• [Requirement A]
In the allergy passage, whose heredity is named as an important predisposing factor for asthma, hay-fever and angio-neurotic edema?
• [Requirement B]
From the allergy passage, return the exact wording starting at "Asthma, hay-fever and" and ending at "clear to understand.".
• [Requirement C]
Write the next part of the allergy passage, picking up after its final sentence.
=== Exercise passage ===
Asthma, hay-fever and angio-neurotic edema show striking contrast to induced allergies. They cannot be artificially produced by contact, they seem to appear spontaneously and paternal as well as maternal heredity seem to be an important predisposing factor. This type of allergy shows the extreme degree of reactivity, variety of sensations and its long continuation. Contrast may or may not be necessary to set off the allergic mechanism in man; or a very mild contact is enough to initiate a variable highly reactive and self-perpetuating allergy to one or more substances predetermined by nature or heredity. We do not know how the sensitization starts, what determines the allergen or clinical form of the allergy for the particular case, why one becomes reactive to pollen, another to food while third to infection- all is not clear to understand.
The exciting causes of an allergic reaction in man that is allergens- are many and varied. They may absorbed by ingestion, inhalation, injection from a focus of infection or from external contact. Allergic reactions show several different types of reactions, exhibiting varying ‘functional’ lesions (such as edema, hyperemia, and running of the nose) or ‘organic’ lesions (such as weeping eczema, hyper plastic sinusitis, productive rhinitis, haemorrhages).
=== Record set ===
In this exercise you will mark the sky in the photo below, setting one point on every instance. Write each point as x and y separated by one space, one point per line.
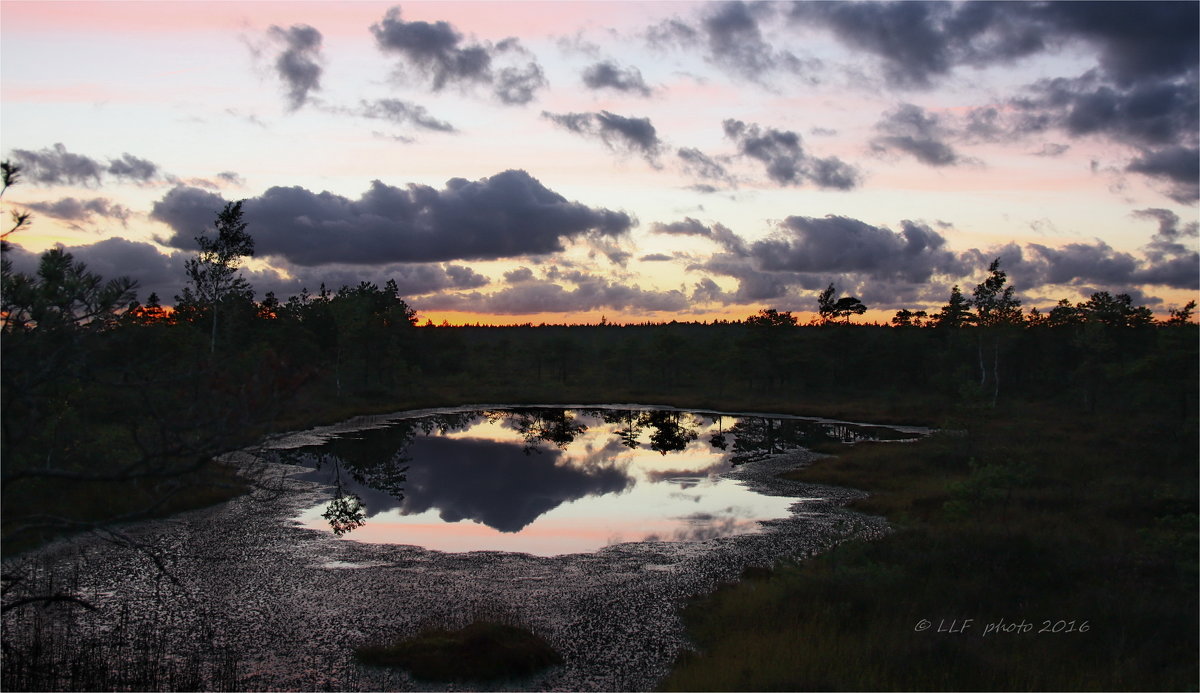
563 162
===
=== Record set ===
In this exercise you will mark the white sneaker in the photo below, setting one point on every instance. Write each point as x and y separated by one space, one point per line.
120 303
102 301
===
• [Written response A]
Both paternal and maternal heredity.

• [Written response B]
Asthma, hay-fever and angio-neurotic edema show striking contrast to induced allergies. They cannot be artificially produced by contact, they seem to appear spontaneously and paternal as well as maternal heredity seem to be an important predisposing factor. This type of allergy shows the extreme degree of reactivity, variety of sensations and its long continuation. Contrast may or may not be necessary to set off the allergic mechanism in man; or a very mild contact is enough to initiate a variable highly reactive and self-perpetuating allergy to one or more substances predetermined by nature or heredity. We do not know how the sensitization starts, what determines the allergen or clinical form of the allergy for the particular case, why one becomes reactive to pollen, another to food while third to infection- all is not clear to understand.

• [Written response C]
A person who has developed asthma or eczema and reacts on skin test with serum , is a person who is very likely to react violently and immediately, often fatally, if injected with serum. That is why doctors would like to know history and antecedents of a patient and have to resort to skin test before ante serum can be injected. These procedures often help in the diagnosis of allergy. The man who is artificially sensitized and the man who has been spontaneously sensitized both are reactive to skin test, giving the immediate urticarial wheal; and sera of both transfer this reactivity to normal human skin.
In spontaneous or hereditary allergy, the skin test may show immediate or delayed reaction. Delayed type of reaction occurs after the same incubation period. Though its mechanism is not known, its existence is clear. It is common to get delayed type of reaction in cases of urticaria, angio-neurotic edema and eczema. Positive skin tests do not always signify clinical sensitiveness. Similarly negative skin tests do not always mean absence of immediate clinical reaction.
Some authorities differentiate between allergy and anaphylaxix. Anaphylaxix requires a preliminary sensitizing injection. It has a definite incubation period usually ten days, anaphylactic sensitivity is specific, anaphylactic state can last for weeks, years or throughout life, anaphylactic reaction is of brief duration but often intense and frequently fatal following the injection of serum. It is more common and constant. It is predictable. It can be transferred passively.
Allergy is a phenomenon of far reaching importance, but one which is difficult to define, vaguely sensed rather than clearly demonstrated, and in which illustrations convey its significance more clearly than definitions. Allergy has familial tendency, nervous element, diathesis, it is not so common and constant, it does not need such obvious preliminary sensitization, allergic reactions persist for days or weeks, passive transference is not common and is limited in nature.